— Start —

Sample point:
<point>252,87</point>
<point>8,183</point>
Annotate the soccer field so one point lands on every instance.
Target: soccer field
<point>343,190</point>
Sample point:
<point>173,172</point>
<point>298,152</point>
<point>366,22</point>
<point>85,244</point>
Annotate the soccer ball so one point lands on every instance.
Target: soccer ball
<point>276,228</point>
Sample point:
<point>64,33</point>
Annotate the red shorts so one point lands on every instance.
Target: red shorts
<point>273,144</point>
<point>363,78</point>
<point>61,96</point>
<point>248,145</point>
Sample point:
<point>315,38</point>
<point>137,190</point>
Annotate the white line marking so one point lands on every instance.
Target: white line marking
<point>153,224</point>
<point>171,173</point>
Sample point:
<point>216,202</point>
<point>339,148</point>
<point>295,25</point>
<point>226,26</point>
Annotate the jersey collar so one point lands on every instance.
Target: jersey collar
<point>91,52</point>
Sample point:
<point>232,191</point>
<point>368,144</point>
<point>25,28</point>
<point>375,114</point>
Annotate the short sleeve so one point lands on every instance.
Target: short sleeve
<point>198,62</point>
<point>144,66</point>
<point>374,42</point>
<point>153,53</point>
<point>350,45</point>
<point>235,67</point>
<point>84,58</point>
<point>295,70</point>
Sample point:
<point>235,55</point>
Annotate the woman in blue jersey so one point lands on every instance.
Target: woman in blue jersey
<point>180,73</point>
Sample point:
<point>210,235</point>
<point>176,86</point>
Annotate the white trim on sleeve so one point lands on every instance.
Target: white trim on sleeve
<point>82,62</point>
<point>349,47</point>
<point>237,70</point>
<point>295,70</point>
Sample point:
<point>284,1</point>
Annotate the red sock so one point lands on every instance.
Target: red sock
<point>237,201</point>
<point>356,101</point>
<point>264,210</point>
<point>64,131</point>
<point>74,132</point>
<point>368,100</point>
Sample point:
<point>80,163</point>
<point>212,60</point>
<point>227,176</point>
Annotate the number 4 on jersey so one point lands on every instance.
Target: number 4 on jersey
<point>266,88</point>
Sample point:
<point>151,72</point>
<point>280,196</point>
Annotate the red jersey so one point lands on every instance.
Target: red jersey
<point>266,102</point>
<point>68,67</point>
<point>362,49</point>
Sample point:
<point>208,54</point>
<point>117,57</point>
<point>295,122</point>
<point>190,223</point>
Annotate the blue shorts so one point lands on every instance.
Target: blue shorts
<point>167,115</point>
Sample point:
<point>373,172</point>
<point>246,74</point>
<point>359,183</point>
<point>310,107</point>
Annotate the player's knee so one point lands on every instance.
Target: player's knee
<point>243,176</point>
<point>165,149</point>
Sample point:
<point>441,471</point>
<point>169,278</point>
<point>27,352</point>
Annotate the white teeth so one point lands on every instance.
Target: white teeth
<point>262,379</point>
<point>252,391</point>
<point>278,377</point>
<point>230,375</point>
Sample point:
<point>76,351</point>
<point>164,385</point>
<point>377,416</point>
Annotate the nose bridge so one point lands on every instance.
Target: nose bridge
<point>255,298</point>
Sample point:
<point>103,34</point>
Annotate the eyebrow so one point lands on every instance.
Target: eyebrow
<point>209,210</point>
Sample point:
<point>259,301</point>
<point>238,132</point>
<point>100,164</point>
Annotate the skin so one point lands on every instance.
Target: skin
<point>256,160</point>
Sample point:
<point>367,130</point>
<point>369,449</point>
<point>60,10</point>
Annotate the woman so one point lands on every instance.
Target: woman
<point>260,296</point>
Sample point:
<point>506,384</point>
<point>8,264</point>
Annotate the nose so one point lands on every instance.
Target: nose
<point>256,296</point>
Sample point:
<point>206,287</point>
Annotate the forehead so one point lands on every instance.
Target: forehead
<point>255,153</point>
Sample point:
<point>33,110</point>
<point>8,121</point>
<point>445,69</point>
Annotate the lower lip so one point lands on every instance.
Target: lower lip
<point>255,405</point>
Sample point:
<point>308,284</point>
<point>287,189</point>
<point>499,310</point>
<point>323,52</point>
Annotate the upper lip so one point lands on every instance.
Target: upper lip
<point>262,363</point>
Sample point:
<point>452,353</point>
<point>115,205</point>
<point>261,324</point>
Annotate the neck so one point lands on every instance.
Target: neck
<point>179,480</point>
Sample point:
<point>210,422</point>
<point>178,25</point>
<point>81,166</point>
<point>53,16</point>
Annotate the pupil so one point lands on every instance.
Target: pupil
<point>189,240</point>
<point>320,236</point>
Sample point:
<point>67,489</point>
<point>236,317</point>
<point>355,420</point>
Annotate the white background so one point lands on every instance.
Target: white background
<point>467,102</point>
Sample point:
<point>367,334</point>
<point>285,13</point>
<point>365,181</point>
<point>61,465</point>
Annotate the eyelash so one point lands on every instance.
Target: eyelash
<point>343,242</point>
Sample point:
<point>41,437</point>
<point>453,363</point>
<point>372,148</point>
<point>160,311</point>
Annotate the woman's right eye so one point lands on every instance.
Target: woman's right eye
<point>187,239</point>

— End —

| Work instructions |
Quote the whole listing above, leaving nothing out.

| The completed task |
Sample point:
<point>252,87</point>
<point>8,183</point>
Annotate the soccer field so one point lands on every instance.
Target: soccer field
<point>343,190</point>
Sample point:
<point>173,172</point>
<point>298,152</point>
<point>366,22</point>
<point>85,244</point>
Annotate the soccer ball so one point lands on every instance.
Target: soccer ball
<point>276,228</point>
Sample point:
<point>64,33</point>
Annotate the red shorts so one point lands on every instance.
Target: red shorts
<point>273,144</point>
<point>363,78</point>
<point>61,96</point>
<point>248,145</point>
Sample point:
<point>315,38</point>
<point>137,190</point>
Annotate the white line marking so one point lands on every instance.
Target: white line marking
<point>153,224</point>
<point>171,173</point>
Sample point:
<point>216,202</point>
<point>339,148</point>
<point>295,25</point>
<point>226,26</point>
Annotate the jersey collar so one point lands on every instance.
Target: jersey collar
<point>91,52</point>
Sample point:
<point>232,191</point>
<point>368,144</point>
<point>25,28</point>
<point>375,114</point>
Annotate the short sleeve so one point lands on every instance.
Target: short sleeve
<point>198,62</point>
<point>144,66</point>
<point>374,42</point>
<point>153,53</point>
<point>350,45</point>
<point>235,67</point>
<point>84,58</point>
<point>295,70</point>
Sample point:
<point>235,55</point>
Annotate the woman in blue jersey so one point lands on every instance.
Target: woman in blue jersey
<point>180,73</point>
Sample point:
<point>210,235</point>
<point>176,86</point>
Annotate the white trim on sleeve so one point lands on every instance.
Target: white trim on sleeve
<point>82,62</point>
<point>349,47</point>
<point>237,70</point>
<point>295,70</point>
Sample point:
<point>284,1</point>
Annotate the red sock so one point lands on every instance.
Target: red sock
<point>237,201</point>
<point>356,101</point>
<point>264,210</point>
<point>64,131</point>
<point>74,132</point>
<point>368,100</point>
Sample point:
<point>80,163</point>
<point>212,60</point>
<point>227,176</point>
Annotate the number 4 on jersey so one point lands on every instance.
Target: number 4 on jersey
<point>266,88</point>
Sample point:
<point>151,72</point>
<point>280,196</point>
Annotate the red jersey so one point lands on every instance.
Target: red jersey
<point>266,102</point>
<point>68,67</point>
<point>362,49</point>
Sample point:
<point>208,54</point>
<point>117,57</point>
<point>295,122</point>
<point>190,223</point>
Annotate the blue shorts so one point lands on every instance.
Target: blue shorts
<point>167,115</point>
Sample point:
<point>373,172</point>
<point>246,74</point>
<point>359,183</point>
<point>310,107</point>
Annotate the player's knee so one point lands on every instance.
Target: player's knee
<point>243,176</point>
<point>165,149</point>
Sample point:
<point>441,471</point>
<point>169,278</point>
<point>27,352</point>
Annotate the white teeth so one point lands on every instance.
Target: white teeth
<point>262,379</point>
<point>252,391</point>
<point>278,377</point>
<point>230,375</point>
Sample point:
<point>76,351</point>
<point>164,385</point>
<point>377,416</point>
Annotate the nose bridge so one point lands on every instance.
Target: nose bridge
<point>255,298</point>
Sample point:
<point>103,34</point>
Annotate the eyebrow so one point lands on every instance.
Target: eyebrow
<point>209,210</point>
Sample point:
<point>259,301</point>
<point>238,132</point>
<point>100,164</point>
Annotate the skin so one point lands on every instance.
Target: skin
<point>256,160</point>
Sample point:
<point>367,130</point>
<point>369,449</point>
<point>60,10</point>
Annotate the woman so one point lands on every instance.
Target: woman
<point>260,296</point>
Sample point:
<point>506,384</point>
<point>8,264</point>
Annotate the nose so one point lands on every instance.
Target: nose
<point>256,296</point>
Sample point:
<point>206,287</point>
Annotate the forehead so one point lands on every instance.
Target: forehead
<point>255,153</point>
Sample point:
<point>33,110</point>
<point>8,121</point>
<point>445,69</point>
Annotate the lower lip so one point lands on every instance.
Target: lower lip
<point>255,405</point>
Sample point:
<point>308,284</point>
<point>287,189</point>
<point>499,310</point>
<point>323,52</point>
Annotate the upper lip so one point lands on every instance.
Target: upper lip
<point>262,363</point>
Sample point:
<point>452,353</point>
<point>115,205</point>
<point>261,324</point>
Annotate the neck so one point lands on every instance.
Target: neck
<point>179,480</point>
Sample point:
<point>210,422</point>
<point>178,25</point>
<point>81,166</point>
<point>53,16</point>
Annotate the pupil so one point lands on every instance.
Target: pupil
<point>189,240</point>
<point>320,236</point>
Sample point:
<point>67,489</point>
<point>236,317</point>
<point>355,420</point>
Annotate the white background so one point lands on every instance.
Target: white background
<point>467,102</point>
Sample point:
<point>367,334</point>
<point>285,13</point>
<point>365,181</point>
<point>61,465</point>
Annotate the eyelash so one point lands on every instance.
Target: eyelash
<point>343,242</point>
Sample point:
<point>41,437</point>
<point>453,363</point>
<point>372,148</point>
<point>160,311</point>
Annotate the woman's right eye so one point lands on every instance.
Target: woman's right eye
<point>187,239</point>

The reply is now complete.